§ **Source information**
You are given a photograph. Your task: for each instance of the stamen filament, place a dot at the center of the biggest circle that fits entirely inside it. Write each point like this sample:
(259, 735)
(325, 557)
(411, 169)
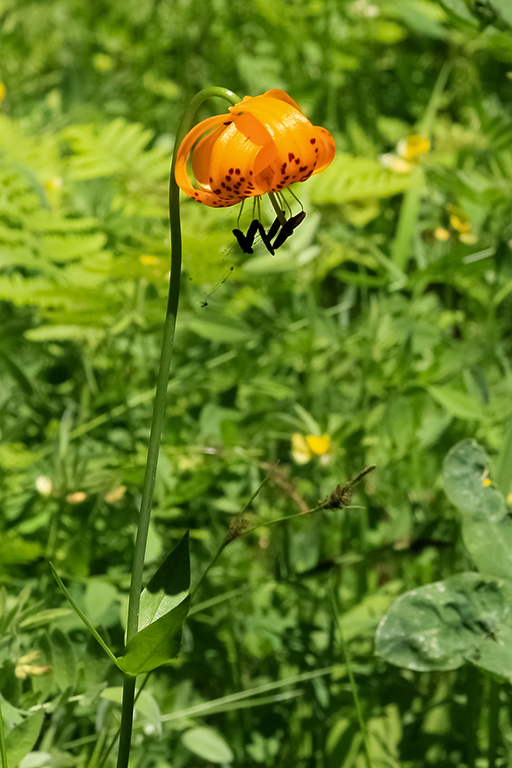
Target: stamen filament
(277, 208)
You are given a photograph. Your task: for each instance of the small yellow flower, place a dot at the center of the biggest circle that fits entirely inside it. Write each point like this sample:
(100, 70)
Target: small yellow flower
(412, 147)
(460, 222)
(395, 163)
(44, 485)
(305, 448)
(462, 225)
(407, 153)
(76, 498)
(468, 238)
(442, 234)
(54, 184)
(486, 481)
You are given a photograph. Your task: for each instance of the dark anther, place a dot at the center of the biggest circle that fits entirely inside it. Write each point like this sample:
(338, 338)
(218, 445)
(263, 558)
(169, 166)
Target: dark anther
(288, 229)
(242, 241)
(275, 227)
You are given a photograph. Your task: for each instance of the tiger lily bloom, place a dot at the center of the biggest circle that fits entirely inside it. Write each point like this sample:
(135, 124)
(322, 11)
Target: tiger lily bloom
(262, 146)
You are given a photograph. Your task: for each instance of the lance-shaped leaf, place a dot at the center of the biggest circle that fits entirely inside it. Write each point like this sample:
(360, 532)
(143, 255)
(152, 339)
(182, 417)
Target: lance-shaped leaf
(156, 644)
(169, 586)
(163, 609)
(486, 524)
(442, 625)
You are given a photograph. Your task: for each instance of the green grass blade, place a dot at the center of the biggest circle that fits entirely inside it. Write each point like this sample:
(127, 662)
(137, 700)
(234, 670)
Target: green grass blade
(504, 463)
(3, 749)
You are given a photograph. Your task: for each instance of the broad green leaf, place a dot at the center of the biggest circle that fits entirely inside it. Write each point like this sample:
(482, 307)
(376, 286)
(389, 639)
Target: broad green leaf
(486, 524)
(168, 587)
(82, 615)
(458, 403)
(208, 744)
(157, 644)
(64, 660)
(22, 738)
(356, 178)
(440, 626)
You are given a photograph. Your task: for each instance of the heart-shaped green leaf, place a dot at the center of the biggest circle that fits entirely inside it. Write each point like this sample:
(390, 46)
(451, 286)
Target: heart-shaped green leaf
(168, 587)
(156, 644)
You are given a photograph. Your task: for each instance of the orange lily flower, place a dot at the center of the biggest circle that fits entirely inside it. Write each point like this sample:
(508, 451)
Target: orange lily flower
(263, 145)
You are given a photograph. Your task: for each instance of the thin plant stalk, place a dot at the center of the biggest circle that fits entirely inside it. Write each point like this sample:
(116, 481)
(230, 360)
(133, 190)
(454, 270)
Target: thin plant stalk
(353, 686)
(158, 412)
(3, 748)
(494, 711)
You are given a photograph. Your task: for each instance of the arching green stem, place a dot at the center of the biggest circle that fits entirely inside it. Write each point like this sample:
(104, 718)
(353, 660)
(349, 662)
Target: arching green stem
(157, 421)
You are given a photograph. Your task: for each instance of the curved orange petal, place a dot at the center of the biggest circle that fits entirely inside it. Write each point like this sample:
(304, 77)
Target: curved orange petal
(201, 156)
(326, 149)
(235, 160)
(293, 135)
(203, 195)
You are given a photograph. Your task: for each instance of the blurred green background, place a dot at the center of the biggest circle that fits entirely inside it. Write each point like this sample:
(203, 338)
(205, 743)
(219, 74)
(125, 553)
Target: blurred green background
(383, 323)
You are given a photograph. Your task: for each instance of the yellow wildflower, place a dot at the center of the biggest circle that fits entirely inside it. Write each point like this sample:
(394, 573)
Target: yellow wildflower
(442, 234)
(24, 666)
(305, 448)
(115, 495)
(407, 153)
(76, 498)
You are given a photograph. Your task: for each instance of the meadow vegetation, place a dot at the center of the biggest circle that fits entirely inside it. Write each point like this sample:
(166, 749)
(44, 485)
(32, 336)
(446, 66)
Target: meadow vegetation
(382, 328)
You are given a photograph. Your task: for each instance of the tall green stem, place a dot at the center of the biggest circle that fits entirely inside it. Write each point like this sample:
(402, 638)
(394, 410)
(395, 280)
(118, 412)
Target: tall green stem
(159, 411)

§ **Task statement**
The records must appear again word for word, though none of their pictures should.

§ **Expected output**
You are given a photograph. Your task: for each instance of the stamen filament, place a dot at the center of the biggest circle that fits entirely inside it. Write each point like this sample:
(259, 735)
(325, 557)
(411, 169)
Target: stamen filament
(277, 208)
You are given a photograph. Your task: for each instance of the small yellow flower, place a dot at the center of the biggest circle that fits entirely inside it. Write each point like this sample:
(100, 70)
Target: small yellow flower
(412, 147)
(460, 222)
(395, 163)
(44, 485)
(305, 448)
(462, 225)
(407, 153)
(76, 498)
(468, 238)
(442, 234)
(54, 184)
(486, 481)
You are given a photograph. Your task: for each instance of the dark anther, place a dot at the center of the biggest circle that fits entirely inside it. Write each point like this sample:
(338, 338)
(218, 445)
(263, 558)
(169, 166)
Target: dark anther
(288, 229)
(242, 241)
(275, 227)
You are given a photograph. Your task: for each instance of the tiger lily bloom, place a dot at the center of the biggest circle that fits entirely inside it. Write each point like this sample:
(135, 124)
(322, 11)
Target: tiger lily bloom
(262, 146)
You are given a photograph. Your task: for each instance of the lance-shaped leaf, place a dot at the center of the biggest circle that fits entirely inside it. Write each point like this sample:
(360, 532)
(143, 255)
(152, 339)
(182, 417)
Target: lance-shaped leaf
(156, 644)
(169, 586)
(163, 609)
(486, 524)
(442, 625)
You are given a photograph. Your task: for each instance of the green grass blade, place a dot at the center of the biggest circle that fits entirely inside it. Write each point like this sample:
(127, 662)
(137, 700)
(234, 670)
Target: green grass blade
(504, 463)
(3, 749)
You are given a photograph. Your task: for each instance of the broad green leaf, place a dot at the center of the biggest circle that fits entirely inside it. Write each point like this sample:
(482, 307)
(376, 286)
(389, 639)
Target: broad green leaf
(486, 524)
(168, 587)
(82, 615)
(458, 403)
(208, 744)
(157, 644)
(64, 660)
(22, 738)
(356, 178)
(440, 626)
You are given a photograph. Your task: for each instance of the heart-shaped green leaf, place a dot at the center of the biggest circle that fits entirely inside it. Write each point like this sample:
(390, 46)
(451, 286)
Target: heart-shaped green leaf
(168, 587)
(156, 644)
You are given a photograph. Your task: for each instance of the orange lily flower, place a dot at the center of the biggest circle that fits entirely inside it. Write each point like this sample:
(508, 451)
Target: orange lily flower
(263, 145)
You are given a photograph. Your task: for each instance of the thin plant stalk, place a dot at the center of the biggest circle that fits entirely inside it. Write each point like this sample:
(116, 481)
(230, 360)
(133, 190)
(454, 270)
Target: thin plant stalk
(353, 686)
(158, 412)
(3, 748)
(494, 711)
You are given a photograph. Your task: for each instance of the arching green stem, place a dot at the center of the biggest circle that fits entirely inside it. Write each point like this sample:
(104, 718)
(353, 660)
(349, 662)
Target: arching green stem
(157, 421)
You are given a photograph. Your task: for each instance of the curved orange petal, place a dot at the center of the biggest circle that fits entirely inside it. Write each point like this sample:
(304, 77)
Target: curved orange petal
(201, 156)
(326, 149)
(235, 160)
(293, 135)
(203, 195)
You are given a photograph. Your task: for each instance of the blurred green background, place a dot at the center of the biggest circle that fits entirely inside it. Write each point like this sample:
(203, 338)
(205, 743)
(219, 74)
(125, 553)
Target: blurred green background
(383, 323)
You are given a photograph. Your task: for each instance of the yellow wildflower, place a dot at the center of the biggest circle that fits entirely inside it. Write each point like this sample:
(394, 573)
Target: yellow wildflower
(442, 234)
(24, 666)
(305, 448)
(115, 495)
(407, 153)
(76, 498)
You are given a photograph. Your task: for each instance of the meadow vegetation, place a dot at the center of the biggest circle that fits entirely inside it. Write each point like this sample:
(166, 749)
(44, 485)
(32, 336)
(446, 66)
Target: meadow vegetation
(382, 328)
You are given a photograph. Your task: for each instance of the tall green stem, place a dot at the center of the biggest circle that fits entirely inside it. Write each point like this sample:
(402, 638)
(394, 410)
(395, 280)
(118, 412)
Target: tall green stem
(159, 411)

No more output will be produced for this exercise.